◆ **Exercises to complete**
1. Could you set down, word for word, the part of the Carmen Dog review that opens with the words containing "I own and have" and closes with "motto: Steaming ahead)."?
2. Can you take the review of Carol Emshwiller's Carmen Dog further, picking up right after its last sentence?

◆ **Document excerpt**
◇ ◇ ◇ ◇ ◇
Carmen Dog, Carol Emshwiller

Carol Emshwiller (1921-2019) was an American writer of avant-garde short stories and Science Fiction . She started writing short stories in the 1950s, at about the same time as she started having children. Her first collection was published in 1974 and Carmen Dog, her first novel, in 1988.

The Women’s Press, a London publisher – and not to be confused with Onlywomen Press – was founded by NZ/Australian writer Stephanie Dowrick. Her co-publisher, Naim Attalah (a guy) had some connection with Virago and so as a point of difference, The Women’s Press focused on contemporary fiction, and also, as you see, Science Fiction. All this of course is ‘research’, and I see from Wikipedia that their early writers included Alice Walker, The Colour Purple and Tsitsi Dangarembga, Nervous Conditions.

I own and have previously reviewed from TWP SF The Planet Dweller and Moving Moosevan by Janet Palmer and The Total Devotion Machine by (Australian) Rosaleen Love. I’m not sure why this cover does not have The Women’s Press’s familiar black and white stripes (though, inside is the same jokey logo, an iron and ironing board – see the motto: Steaming ahead).
◇ ◇ ◇ ◇ ◇
◆ **Excerpted records**
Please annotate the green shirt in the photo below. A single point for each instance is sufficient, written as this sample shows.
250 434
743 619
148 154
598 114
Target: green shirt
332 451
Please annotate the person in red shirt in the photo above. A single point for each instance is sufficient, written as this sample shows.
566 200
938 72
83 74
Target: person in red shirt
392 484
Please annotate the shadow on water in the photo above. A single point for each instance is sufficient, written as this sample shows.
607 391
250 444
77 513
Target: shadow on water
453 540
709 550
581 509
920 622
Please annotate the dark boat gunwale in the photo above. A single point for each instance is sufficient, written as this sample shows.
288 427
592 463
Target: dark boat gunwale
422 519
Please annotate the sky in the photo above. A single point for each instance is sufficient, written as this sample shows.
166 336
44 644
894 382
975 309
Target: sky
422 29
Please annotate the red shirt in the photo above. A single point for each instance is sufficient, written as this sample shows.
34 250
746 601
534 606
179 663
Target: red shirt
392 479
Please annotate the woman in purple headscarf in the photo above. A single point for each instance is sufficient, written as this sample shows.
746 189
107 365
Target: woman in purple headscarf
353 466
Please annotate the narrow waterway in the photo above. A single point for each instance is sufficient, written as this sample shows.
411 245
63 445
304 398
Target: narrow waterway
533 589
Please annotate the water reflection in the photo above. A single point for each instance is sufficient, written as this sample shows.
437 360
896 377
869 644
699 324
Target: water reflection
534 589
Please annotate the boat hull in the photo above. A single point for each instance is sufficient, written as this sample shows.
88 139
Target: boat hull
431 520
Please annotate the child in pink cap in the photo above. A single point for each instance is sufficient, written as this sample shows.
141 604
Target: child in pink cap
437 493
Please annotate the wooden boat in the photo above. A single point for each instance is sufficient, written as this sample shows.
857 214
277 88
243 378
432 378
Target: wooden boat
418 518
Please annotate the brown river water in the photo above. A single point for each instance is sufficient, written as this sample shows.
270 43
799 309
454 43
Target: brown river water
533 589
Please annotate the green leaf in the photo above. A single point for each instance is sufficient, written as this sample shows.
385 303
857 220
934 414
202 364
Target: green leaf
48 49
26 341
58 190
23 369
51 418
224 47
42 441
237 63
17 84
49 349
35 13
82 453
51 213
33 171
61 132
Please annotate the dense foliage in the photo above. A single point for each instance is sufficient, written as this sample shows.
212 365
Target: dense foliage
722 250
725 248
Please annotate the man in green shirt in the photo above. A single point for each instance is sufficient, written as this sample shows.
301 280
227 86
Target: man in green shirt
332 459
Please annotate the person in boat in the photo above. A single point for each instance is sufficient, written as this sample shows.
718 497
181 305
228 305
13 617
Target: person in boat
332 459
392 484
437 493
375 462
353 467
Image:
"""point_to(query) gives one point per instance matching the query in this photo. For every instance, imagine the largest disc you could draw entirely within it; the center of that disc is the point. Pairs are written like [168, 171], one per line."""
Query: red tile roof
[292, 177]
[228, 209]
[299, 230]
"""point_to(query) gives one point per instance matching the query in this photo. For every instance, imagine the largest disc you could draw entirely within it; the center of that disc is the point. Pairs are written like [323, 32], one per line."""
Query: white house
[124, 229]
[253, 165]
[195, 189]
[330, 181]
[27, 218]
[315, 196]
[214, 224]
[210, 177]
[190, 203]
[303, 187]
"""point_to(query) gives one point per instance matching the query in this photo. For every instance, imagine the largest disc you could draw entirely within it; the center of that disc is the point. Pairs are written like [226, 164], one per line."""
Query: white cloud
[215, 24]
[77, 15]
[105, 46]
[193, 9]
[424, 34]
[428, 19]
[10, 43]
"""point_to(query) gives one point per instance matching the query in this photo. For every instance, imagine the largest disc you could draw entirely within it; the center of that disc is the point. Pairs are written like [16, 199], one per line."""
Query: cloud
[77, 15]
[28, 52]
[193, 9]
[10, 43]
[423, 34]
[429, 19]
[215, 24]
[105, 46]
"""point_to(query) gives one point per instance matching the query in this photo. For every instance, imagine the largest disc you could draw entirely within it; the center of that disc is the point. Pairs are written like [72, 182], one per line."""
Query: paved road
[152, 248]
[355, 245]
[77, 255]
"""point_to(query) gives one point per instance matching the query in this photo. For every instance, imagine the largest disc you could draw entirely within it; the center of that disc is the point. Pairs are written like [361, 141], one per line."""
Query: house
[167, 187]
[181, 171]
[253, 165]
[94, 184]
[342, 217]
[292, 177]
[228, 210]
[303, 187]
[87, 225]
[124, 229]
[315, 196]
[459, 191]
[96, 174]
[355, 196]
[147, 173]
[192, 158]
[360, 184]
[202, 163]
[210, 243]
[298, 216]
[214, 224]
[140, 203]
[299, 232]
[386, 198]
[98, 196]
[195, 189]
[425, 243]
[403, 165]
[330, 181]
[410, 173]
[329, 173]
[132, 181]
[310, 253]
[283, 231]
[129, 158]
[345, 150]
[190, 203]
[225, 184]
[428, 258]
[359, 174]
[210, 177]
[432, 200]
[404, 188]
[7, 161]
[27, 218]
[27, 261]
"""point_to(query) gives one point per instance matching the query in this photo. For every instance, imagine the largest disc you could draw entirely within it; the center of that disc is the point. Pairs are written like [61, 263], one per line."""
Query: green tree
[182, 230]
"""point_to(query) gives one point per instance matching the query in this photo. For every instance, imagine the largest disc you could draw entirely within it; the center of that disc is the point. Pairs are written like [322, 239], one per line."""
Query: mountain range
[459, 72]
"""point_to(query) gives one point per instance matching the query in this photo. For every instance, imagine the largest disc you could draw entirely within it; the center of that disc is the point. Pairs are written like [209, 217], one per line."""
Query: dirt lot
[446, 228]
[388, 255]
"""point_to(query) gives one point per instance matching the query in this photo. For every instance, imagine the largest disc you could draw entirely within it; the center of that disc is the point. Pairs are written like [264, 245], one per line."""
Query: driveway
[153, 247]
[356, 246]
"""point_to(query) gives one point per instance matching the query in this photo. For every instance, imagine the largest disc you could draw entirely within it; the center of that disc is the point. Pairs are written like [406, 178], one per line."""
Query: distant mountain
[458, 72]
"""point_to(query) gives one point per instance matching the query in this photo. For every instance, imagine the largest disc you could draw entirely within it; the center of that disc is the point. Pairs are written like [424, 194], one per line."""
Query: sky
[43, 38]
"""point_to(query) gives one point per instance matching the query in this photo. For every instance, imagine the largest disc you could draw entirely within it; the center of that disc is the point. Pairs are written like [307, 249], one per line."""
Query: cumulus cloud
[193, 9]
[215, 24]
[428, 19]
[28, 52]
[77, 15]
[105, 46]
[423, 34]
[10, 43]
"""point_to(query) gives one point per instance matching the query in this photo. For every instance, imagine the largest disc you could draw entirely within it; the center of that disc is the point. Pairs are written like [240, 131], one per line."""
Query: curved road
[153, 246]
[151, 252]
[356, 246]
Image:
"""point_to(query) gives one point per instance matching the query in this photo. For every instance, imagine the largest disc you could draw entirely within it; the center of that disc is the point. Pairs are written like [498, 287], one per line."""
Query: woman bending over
◇ ◇ ◇ ◇ ◇
◆ **Written responses**
1.
I own and have previously reviewed from TWP SF The Planet Dweller and Moving Moosevan by Janet Palmer and The Total Devotion Machine by (Australian) Rosaleen Love. I’m not sure why this cover does not have The Women’s Press’s familiar black and white stripes (though, inside is the same jokey logo, an iron and ironing board – see the motto: Steaming ahead).

2.
Carmen Dog is a postmodern romp through Science Fiction, Magic Realism and Women’s Lib. The core of the plot is that women everywhere (ie. New York. I’m not sure Americans understand the difference) are devolving into animals and that female animals are evolving*, in the space of a year or two, into women.

There is not really any science in the SF, but also the fantastical elements do not make it SFF. Instead, the implication is that you must read Carmen Dog as you read SF – accept the premise as possible and think about what events in this altered reality tell us about what we think of as the real world.

‘The beast changes to a woman or the woman changes to a beast,’ the doctor said. ‘In her case it is certainly the latter since she has been, on the whole, quite passable as a human being up to the present moment. There may be hundreds of these creatures already among us. No way to tell for sure how many.’

The principal characters are Pooch, a female pedigreed setter who has partway changed into a woman; a baby, in fact the baby of the woman the doctor is speaking about, who is in the process of changing into a snapping turtle; the woman’s husband, Pooch’s ‘Master’; the doctor; the doctor’s wife, whose name we learn is Rosemary; and half a dozen women changing variously to/from a wolverine, a cat, a duck (or maybe a swan), a python etc.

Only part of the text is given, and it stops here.